Answer these questions about the post on Meta and AI:
(a) Where did Mark Zuckerberg post his AI updates?
(b) What is the name of the sports expert bot the writer interviewed, and who was it modeled after?
(c) Which systems does the post describe as increasingly closed?
Passage Start Marker
I think Meta might really get AI
If you missed it, Mark Zuckerberg dropped a few updates on AI to Instagram.
I must say, Meta has pleasantly surprised me in 2023. After years of feeling like an overbearing data collector leveraging questionable tactics with a cool but niche VR subsidiary, Meta’s pivot toward AI suddenly aligned perfectly with its strengths.
Meta’s LLaMA-2 ranks among the top LLMs and is accessible for custom deployment beyond competitors’ walled gardens. Intriguing research into video generation AI like Emu, text-to-speech tools, and its impressive image generator rival competitors. And Meta’s social data riches provide unmatched real-world training data to drive strikingly conversational bots — I interviewed its sports expert Bru modeled after Tom Brady.
Mark Zuckerberg’s latest open-access AI comments make promises that could cement Meta as a uniquely collaborative player compared to increasingly closed systems like OpenAI and Anthropic’s Claude. Combined with its research in personal assistants and the surprisingly great object-detecting Ray-Ban glasses rollout, Meta seems poised to lay an AI foundation leading the next computing era.
A new age of ambient computing is hatching with Meta an exciting contender. Its next chapter could bring encouraging surprises benefiting both consumers and company, even if warranted user data concerns remain.
Passage End Marker
Material provided Start Marker
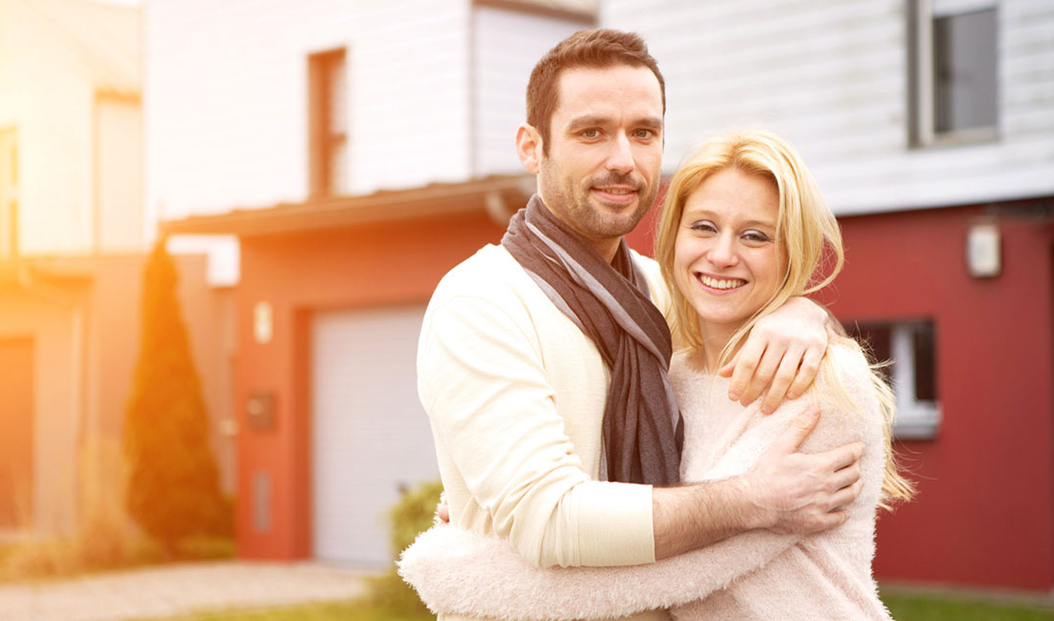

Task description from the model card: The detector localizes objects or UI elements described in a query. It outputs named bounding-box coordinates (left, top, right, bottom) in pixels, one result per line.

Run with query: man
left=417, top=30, right=862, bottom=615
Material provided End Marker
**Task answer:**
(a) Instagram.
(b) Bru, modeled after Tom Brady.
(c) OpenAI and Anthropic's Claude.